**Dataset excerpts:**
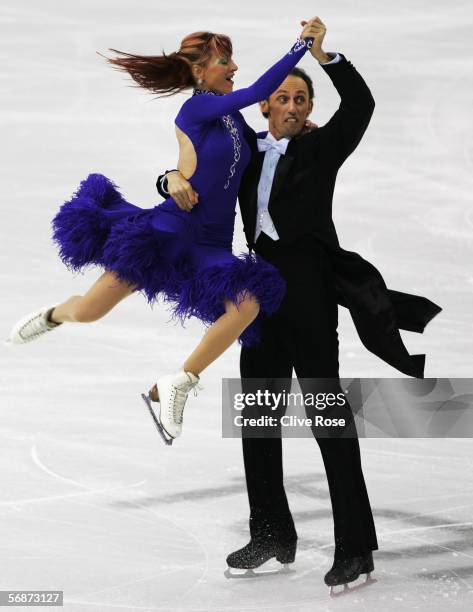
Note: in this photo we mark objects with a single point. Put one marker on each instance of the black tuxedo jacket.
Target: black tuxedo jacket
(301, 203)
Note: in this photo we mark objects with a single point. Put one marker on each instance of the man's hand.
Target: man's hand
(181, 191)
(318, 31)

==

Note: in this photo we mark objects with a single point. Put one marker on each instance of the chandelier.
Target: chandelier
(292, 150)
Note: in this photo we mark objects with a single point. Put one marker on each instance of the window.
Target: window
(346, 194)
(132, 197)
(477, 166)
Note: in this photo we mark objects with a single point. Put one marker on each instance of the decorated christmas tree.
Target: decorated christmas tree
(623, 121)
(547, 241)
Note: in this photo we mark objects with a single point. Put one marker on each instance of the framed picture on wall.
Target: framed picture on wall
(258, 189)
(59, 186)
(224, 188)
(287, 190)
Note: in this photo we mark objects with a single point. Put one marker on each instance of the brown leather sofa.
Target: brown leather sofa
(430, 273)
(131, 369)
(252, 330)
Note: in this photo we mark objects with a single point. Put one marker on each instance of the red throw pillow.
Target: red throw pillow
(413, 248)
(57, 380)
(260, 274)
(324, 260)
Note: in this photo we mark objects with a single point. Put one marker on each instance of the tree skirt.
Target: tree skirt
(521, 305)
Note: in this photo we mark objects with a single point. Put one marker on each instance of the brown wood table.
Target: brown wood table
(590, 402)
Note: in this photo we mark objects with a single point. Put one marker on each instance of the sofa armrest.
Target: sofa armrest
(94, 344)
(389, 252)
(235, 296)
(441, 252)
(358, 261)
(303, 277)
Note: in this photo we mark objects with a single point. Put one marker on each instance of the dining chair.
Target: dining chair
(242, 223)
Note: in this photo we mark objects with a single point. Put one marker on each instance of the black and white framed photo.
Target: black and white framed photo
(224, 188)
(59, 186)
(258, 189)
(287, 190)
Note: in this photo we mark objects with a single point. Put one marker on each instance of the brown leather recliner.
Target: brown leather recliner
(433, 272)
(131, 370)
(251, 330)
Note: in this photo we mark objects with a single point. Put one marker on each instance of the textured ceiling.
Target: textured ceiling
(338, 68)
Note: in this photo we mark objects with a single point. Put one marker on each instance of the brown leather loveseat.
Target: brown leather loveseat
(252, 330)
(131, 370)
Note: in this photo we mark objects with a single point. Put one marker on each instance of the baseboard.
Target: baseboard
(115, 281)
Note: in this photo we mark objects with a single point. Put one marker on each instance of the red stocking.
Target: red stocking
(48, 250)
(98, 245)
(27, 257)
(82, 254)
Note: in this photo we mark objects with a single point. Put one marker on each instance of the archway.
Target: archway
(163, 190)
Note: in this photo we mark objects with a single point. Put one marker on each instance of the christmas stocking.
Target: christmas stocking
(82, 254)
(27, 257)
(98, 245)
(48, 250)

**Instructions for the task:** Select each line in the entries above that contains the word "jacket".

**Output below:**
Note: in this photo we mark objects with a single point. Put one marker on each instance of the black tuxedo jacket.
Target: black tuxedo jacket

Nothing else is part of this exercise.